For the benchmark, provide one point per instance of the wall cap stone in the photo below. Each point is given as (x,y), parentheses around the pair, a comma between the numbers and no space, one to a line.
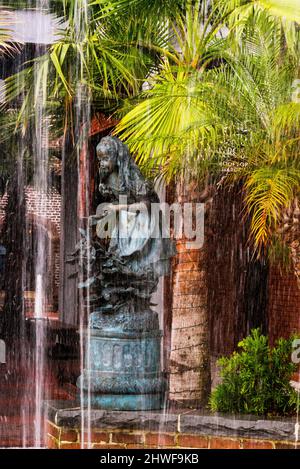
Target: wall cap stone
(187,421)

_ _ _ _

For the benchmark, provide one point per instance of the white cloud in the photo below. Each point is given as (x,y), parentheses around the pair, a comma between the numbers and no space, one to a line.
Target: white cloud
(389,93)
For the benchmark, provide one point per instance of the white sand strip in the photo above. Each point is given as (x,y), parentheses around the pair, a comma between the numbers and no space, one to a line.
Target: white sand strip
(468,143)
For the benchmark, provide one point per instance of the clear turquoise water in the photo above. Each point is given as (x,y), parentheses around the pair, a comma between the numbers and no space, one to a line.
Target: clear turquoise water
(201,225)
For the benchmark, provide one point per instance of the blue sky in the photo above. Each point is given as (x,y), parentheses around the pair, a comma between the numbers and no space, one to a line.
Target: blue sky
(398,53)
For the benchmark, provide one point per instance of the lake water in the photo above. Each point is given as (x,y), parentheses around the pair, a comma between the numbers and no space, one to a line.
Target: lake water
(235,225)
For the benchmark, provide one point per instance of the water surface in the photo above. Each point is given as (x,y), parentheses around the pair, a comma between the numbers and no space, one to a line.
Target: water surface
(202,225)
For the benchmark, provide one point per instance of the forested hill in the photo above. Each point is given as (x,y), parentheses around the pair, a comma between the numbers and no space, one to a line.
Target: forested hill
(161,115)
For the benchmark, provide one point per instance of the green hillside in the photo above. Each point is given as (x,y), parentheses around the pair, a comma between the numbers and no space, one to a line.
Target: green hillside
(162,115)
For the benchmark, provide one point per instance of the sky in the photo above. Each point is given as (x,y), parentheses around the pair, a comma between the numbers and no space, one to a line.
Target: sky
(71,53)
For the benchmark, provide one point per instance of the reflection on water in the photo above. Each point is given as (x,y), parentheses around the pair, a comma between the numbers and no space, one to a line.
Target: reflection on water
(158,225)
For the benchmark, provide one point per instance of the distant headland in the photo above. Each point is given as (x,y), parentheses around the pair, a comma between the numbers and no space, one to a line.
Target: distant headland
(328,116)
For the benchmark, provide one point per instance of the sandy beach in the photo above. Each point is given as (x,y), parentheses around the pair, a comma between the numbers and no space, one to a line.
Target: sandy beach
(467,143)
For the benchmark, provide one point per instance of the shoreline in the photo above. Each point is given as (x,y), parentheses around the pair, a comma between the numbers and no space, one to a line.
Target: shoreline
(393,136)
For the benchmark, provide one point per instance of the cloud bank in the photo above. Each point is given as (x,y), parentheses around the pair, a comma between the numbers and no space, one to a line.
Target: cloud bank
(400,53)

_ _ _ _

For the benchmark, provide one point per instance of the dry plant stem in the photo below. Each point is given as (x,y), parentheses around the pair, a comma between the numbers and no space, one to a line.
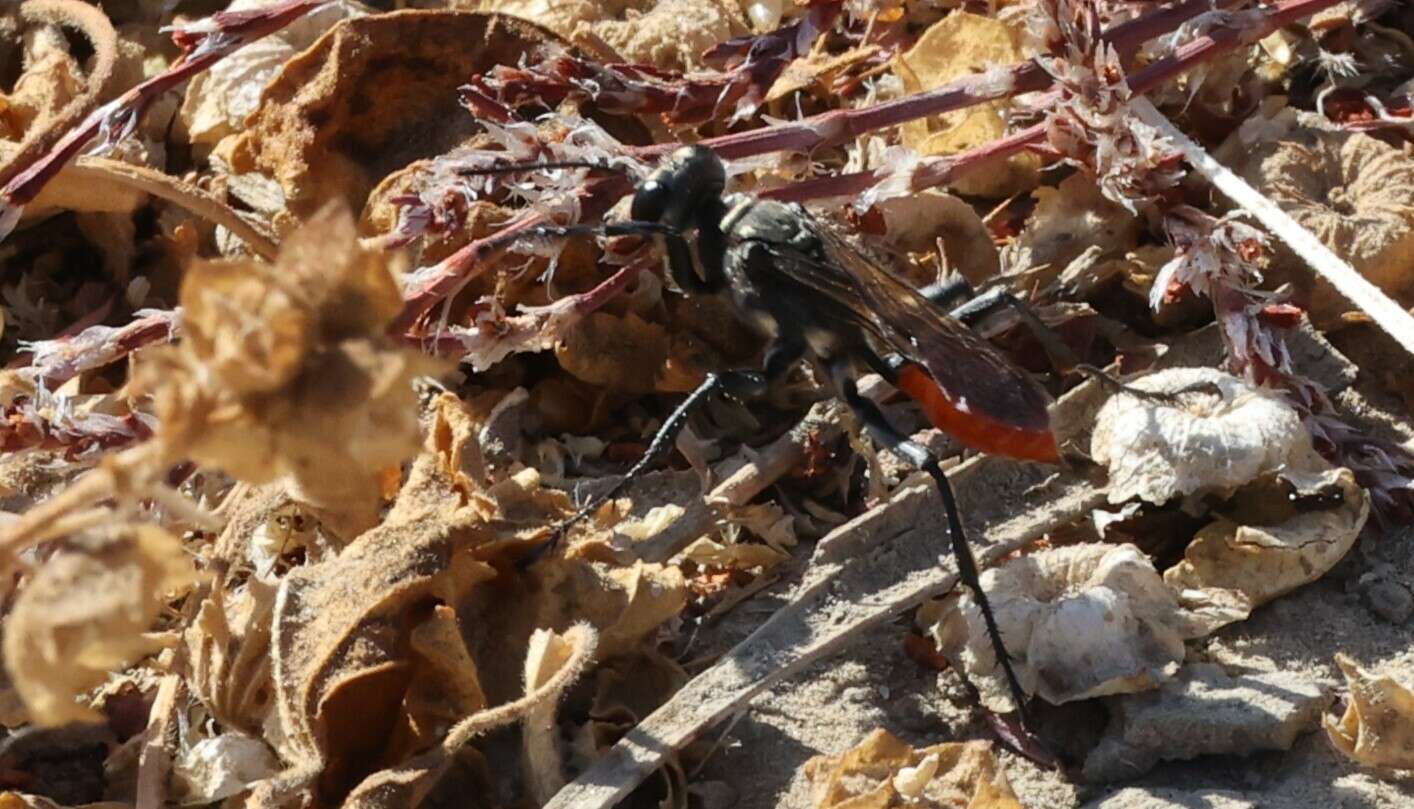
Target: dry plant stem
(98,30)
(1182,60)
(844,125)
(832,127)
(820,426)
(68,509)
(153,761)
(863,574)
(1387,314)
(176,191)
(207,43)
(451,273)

_ _ _ _

*WHAT IS ASKED:* Please gather every line of the records that contains the word "beach" and copy each one out in full. Case counts, so uppercase and lowercase letters are not interchangeable.

*SOLUTION FOR THIS EXERCISE:*
For the benchmark, provide one point per instance of the sandy beach in the photo above. Each point is given as (x,y), parentheses around the pair, a comma between the numbers and no space, one to a line.
Target: sandy beach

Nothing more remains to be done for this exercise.